Extract:
** START **
6. Roomless leaderships

I bet most of the important decisions are not made in Teams/Zoom or Google Meet calls as remote or hybrid work is the new norm. That approach is dead. We are in need of a new skill, which we’ll be calling “roomless leadership.” It’s not about writing well in Slack. It’s about structuring one’s thoughts so they persuade without physical presence, presenting convincing data, anticipating counterarguments, and beating them. This is the way to go, granted that any idea must fit into these 5 rules:

  • Problem statement – here’s what’s not working and how much it’s affecting things.
  • Proposed solution – be specific, giving needed details.
  • Tradeoffs – honestly state what you gain and/or lose.
  • Measurable results – say what outcomes you expect.
  • Questions – show what you haven’t figured out yet, inviting further discussion.

Roomless leadership is a very powerful skill because it teaches you clarity of thinking since you can’t cut corners in writing. It allows everyone to have a say, where the best ideas win based on how good they are, not who’s been there the longest. It also encourages you to carefully consider your ideas before sharing them. Last but not least, it creates less meeting fatigue.

7. Cognitive resilience

Too much of everything, don’t you agree? Thousands of AI tools, hundreds of work messages per day, 20 “critical” updates, 100 “must learn” skills, and so on. The result of it would probably be paralysis, not productivity. Hays Viewpoint 2026 found that only about one in five workers feel confident that their job opportunities will improve in the next few years. Gallup survey of US workers even came up with an abbreviation, FOBO, meaning “fear of becoming obsolete.” Little wonder we feel overwhelmed, dreading that AI will take over our jobs. Worry not; this gripping fear is conquerable.

Early in 2025, at our company, we noticed that some junior developers were anxious, checking Google Chat way too often and reading every AI newsletter there was. They looked busy but achieved little despite using AI tools for help. Or because of them? We took action and started thinking of Fridays as “Deep Work Fridays.” That meant no meetings (if possible), minimum Google Chat notifications, and “quick questions.” After a month or two, we realized that Fridays became the most productive day of the week. Junior developers were able to complete the tasks that required their full concentration. It became apparent that constant connectivity didn’t equal productivity.

So, the advice here is to identify noise that is safe to ignore, like work messages that do not mention you, most “MUST READ” articles, and LinkedIn noise (“if you’re not learning X, you’re falling behind”). Protect your attention like it’s salary-dependent.

8. Storytelling

AI can analyze data. AI can generate reports. AI can make visual art. AI can compose music. AI cannot create compelling narratives, as this is a human element.
** END **
(Named-object pointing records)
** START **
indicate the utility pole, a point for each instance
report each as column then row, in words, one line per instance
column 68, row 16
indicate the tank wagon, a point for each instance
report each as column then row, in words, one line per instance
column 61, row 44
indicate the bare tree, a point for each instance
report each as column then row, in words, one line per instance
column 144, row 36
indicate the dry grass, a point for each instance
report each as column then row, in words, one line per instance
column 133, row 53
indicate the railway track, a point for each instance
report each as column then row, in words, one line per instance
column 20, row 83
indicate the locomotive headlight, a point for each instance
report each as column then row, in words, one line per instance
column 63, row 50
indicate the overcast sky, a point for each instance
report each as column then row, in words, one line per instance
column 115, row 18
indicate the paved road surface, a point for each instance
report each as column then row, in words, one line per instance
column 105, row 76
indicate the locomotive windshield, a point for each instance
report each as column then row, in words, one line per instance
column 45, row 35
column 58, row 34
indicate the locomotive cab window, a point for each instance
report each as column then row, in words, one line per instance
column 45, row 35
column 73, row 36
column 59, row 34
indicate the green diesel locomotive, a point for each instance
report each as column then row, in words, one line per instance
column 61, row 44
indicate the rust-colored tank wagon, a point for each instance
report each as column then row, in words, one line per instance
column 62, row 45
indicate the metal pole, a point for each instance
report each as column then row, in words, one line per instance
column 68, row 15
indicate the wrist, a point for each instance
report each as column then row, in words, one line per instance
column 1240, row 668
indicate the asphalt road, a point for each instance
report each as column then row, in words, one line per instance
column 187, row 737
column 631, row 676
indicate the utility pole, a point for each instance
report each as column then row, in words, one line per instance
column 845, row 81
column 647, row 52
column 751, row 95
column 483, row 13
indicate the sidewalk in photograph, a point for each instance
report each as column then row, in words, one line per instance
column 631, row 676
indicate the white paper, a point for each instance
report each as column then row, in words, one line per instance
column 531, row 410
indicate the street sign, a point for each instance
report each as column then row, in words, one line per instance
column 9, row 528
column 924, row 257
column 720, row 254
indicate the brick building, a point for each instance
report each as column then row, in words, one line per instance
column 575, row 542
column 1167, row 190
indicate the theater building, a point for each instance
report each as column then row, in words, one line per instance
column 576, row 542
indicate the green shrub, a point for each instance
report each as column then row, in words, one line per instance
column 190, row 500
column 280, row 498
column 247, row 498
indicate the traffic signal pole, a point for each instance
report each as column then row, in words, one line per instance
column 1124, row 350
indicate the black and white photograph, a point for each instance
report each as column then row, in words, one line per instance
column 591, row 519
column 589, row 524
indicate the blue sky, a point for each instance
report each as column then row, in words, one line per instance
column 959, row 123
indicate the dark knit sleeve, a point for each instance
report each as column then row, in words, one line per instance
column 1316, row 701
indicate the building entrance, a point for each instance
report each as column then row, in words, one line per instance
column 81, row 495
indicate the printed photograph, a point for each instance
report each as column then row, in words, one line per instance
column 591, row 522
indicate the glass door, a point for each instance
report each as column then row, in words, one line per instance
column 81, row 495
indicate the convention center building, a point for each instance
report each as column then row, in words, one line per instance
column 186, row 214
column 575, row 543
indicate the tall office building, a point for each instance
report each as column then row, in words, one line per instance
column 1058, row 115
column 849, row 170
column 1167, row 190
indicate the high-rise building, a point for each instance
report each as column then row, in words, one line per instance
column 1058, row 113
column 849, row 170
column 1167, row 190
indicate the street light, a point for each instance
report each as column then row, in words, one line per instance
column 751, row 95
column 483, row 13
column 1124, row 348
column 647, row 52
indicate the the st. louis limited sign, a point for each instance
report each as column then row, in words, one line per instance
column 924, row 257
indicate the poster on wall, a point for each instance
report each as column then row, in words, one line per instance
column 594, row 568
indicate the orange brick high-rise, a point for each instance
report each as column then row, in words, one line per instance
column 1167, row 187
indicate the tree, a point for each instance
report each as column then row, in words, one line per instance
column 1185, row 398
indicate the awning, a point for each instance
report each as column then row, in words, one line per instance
** END **
Written tasks:
a. Translate this sentence from the article on workplace skills into Spanish: "It became apparent that constant connectivity didn’t equal productivity."
b. Reproduce the article on workplace skills word for word between "Roomless leadership is" and "less meeting fatigue.", inclusive.
The data has no part in what is asked here.

Final results:
a. Quedó claro que la conectividad constante no equivalía a productividad.

b.
Roomless leadership is a very powerful skill because it teaches you clarity of thinking since you can’t cut corners in writing. It allows everyone to have a say, where the best ideas win based on how good they are, not who’s been there the longest. It also encourages you to carefully consider your ideas before sharing them. Last but not least, it creates less meeting fatigue.